Trecho de origem:
======

De fato estamos muito habituados a separar realidades díspares de forma sectária e excludente, devido a tendência maniqueísta da cultura hegemônica.
Segundo esta visão o “bem” e o “mal” estão inequivocamente divorciados, cabendo a cada pessoa a opção por um deles e a conseqüente exclusão definitiva do outro do cenário de suas vidas.
Tomamos todas as precauções e cuidados para manifestar somente o melhor em nós, o bem, o bom, o belo e o agradável e repudiamos de tal forma seus opostos que já não podemos admiti-los, e passamos a percebê-los apenas do lado de fora, nas atitudes alheias.
Mesmo assim somos insistentemente surpreendidos com as mais variadas manifestações de nossa sombra e o despreparo é tamanho que tudo que daí advém é um sentimento de vergonha ou culpa, ou a atribuição da culpa a uma outra pessoa.
É justamente a vergonha e o medo da culpa que dificultam à nossa vaidade pessoal de admitir qualquer “imperfeição”.
A culpa, o medo e a vergonha tornam os seres manipuláveis e dependentes de orientações externas. Descrentes de suas próprias impressões e discernimento, procurando respostas e bodes expiatórios do lado de fora, vai se construindo uma realidade fictícia, cristalizada e facciosa, distante de toda verdade plural, múltipla, mutável, imprevisível e singular com a qual somos brindados a cada momento,
Ninguém tem dúvida de que o dia é filho da noite e de que a noite também nasce do dia. Luz e trevas se sucedem, dando uma origem à outra e é do ventre mais escuro e fecundo que toda vida humana vem à Luz.

======

Dados fornecidos:

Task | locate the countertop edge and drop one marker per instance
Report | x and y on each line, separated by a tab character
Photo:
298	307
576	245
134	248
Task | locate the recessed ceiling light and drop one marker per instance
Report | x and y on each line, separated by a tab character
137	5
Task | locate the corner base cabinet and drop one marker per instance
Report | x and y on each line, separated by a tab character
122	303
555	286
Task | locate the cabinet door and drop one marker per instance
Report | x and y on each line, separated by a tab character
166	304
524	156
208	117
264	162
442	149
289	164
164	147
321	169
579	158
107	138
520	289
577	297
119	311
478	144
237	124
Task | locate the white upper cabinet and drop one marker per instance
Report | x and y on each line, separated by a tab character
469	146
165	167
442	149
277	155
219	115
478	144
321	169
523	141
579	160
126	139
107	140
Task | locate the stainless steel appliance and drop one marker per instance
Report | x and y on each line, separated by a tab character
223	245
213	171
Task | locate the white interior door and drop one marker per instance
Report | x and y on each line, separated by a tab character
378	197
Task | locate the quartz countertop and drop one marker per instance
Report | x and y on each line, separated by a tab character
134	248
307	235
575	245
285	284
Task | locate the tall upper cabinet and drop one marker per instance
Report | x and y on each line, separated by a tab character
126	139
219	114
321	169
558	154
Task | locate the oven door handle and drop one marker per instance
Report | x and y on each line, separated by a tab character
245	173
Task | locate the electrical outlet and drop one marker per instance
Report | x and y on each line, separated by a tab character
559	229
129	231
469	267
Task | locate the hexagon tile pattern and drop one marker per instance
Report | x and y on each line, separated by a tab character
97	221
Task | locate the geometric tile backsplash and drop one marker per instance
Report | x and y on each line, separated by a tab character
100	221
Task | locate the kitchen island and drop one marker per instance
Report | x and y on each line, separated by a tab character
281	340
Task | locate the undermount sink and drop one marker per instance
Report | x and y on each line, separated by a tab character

======

O que fazer:
1. Transcreva de novo uma parte do trecho sobre o bem e o mal, começando em "Segundo esta visão" e terminando em "uma outra pessoa.".
2. Diga se cada afirmação abaixo concorda com o trecho sobre o bem e o mal. Responda sim ou não e cite as palavras exatas do trecho que decidem.
(a) Na visão descrita, o bem e o mal estão separados um do outro.
(b) A culpa, o medo e a vergonha deixam as pessoas independentes de orientações de fora.
(c) O dia e a noite nascem um do outro.

Respostas do exercício:
1.
Segundo esta visão o “bem” e o “mal” estão inequivocamente divorciados, cabendo a cada pessoa a opção por um deles e a conseqüente exclusão definitiva do outro do cenário de suas vidas.
Tomamos todas as precauções e cuidados para manifestar somente o melhor em nós, o bem, o bom, o belo e o agradável e repudiamos de tal forma seus opostos que já não podemos admiti-los, e passamos a percebê-los apenas do lado de fora, nas atitudes alheias.
Mesmo assim somos insistentemente surpreendidos com as mais variadas manifestações de nossa sombra e o despreparo é tamanho que tudo que daí advém é um sentimento de vergonha ou culpa, ou a atribuição da culpa a uma outra pessoa.

2.
(a) Sim: "o “bem” e o “mal” estão inequivocamente divorciados".
(b) Não: "A culpa, o medo e a vergonha tornam os seres manipuláveis e dependentes de orientações externas."
(c) Sim: "o dia é filho da noite e de que a noite também nasce do dia".